**Dataset records:**
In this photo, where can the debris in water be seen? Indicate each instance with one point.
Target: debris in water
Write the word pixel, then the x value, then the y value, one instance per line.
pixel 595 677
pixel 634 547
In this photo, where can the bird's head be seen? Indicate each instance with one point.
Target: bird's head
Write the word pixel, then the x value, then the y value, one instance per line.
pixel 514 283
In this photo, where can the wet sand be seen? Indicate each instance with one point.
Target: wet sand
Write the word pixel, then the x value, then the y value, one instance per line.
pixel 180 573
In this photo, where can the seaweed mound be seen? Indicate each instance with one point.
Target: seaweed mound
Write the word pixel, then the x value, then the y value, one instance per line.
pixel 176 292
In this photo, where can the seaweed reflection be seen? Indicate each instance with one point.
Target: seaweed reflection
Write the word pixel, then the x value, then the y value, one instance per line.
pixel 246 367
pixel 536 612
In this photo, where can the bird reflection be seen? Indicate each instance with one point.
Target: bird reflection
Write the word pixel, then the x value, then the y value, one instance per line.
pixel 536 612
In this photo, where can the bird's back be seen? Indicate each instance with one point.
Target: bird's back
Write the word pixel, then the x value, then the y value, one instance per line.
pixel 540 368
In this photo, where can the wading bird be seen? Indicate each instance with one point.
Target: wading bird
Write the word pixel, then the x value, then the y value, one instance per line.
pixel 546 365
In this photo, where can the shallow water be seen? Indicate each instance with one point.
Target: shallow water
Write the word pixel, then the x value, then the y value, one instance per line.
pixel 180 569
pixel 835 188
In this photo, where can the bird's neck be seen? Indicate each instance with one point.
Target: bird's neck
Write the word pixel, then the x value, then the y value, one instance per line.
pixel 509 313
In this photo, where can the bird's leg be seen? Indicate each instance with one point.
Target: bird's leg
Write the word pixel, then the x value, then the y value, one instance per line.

**TASK DIRECTIONS:**
All lines of the entries above where "seen" turns up should be reported.

**EXERCISE ANSWER:**
In this photo, where can the debris in water be seen? Indicate each instance with one point.
In this photo, where can the bird's head be seen? Indicate each instance with one point.
In this photo, where can the wet sand be seen? Indicate each instance with one point.
In this photo, where can the seaweed mound be seen? Indicate each instance with one point.
In this photo, where can the seaweed reflection be seen? Indicate each instance with one point.
In this photo, where can the bird reflection be seen? Indicate each instance with one point.
In this photo, where can the bird's back be seen? Indicate each instance with one point.
In this photo, where can the wading bird be seen? Indicate each instance with one point.
In this photo, where can the shallow water be seen? Indicate each instance with one point.
In this photo, where can the bird's neck be seen? Indicate each instance with one point.
In this photo, where can the bird's leg be seen? Indicate each instance with one point.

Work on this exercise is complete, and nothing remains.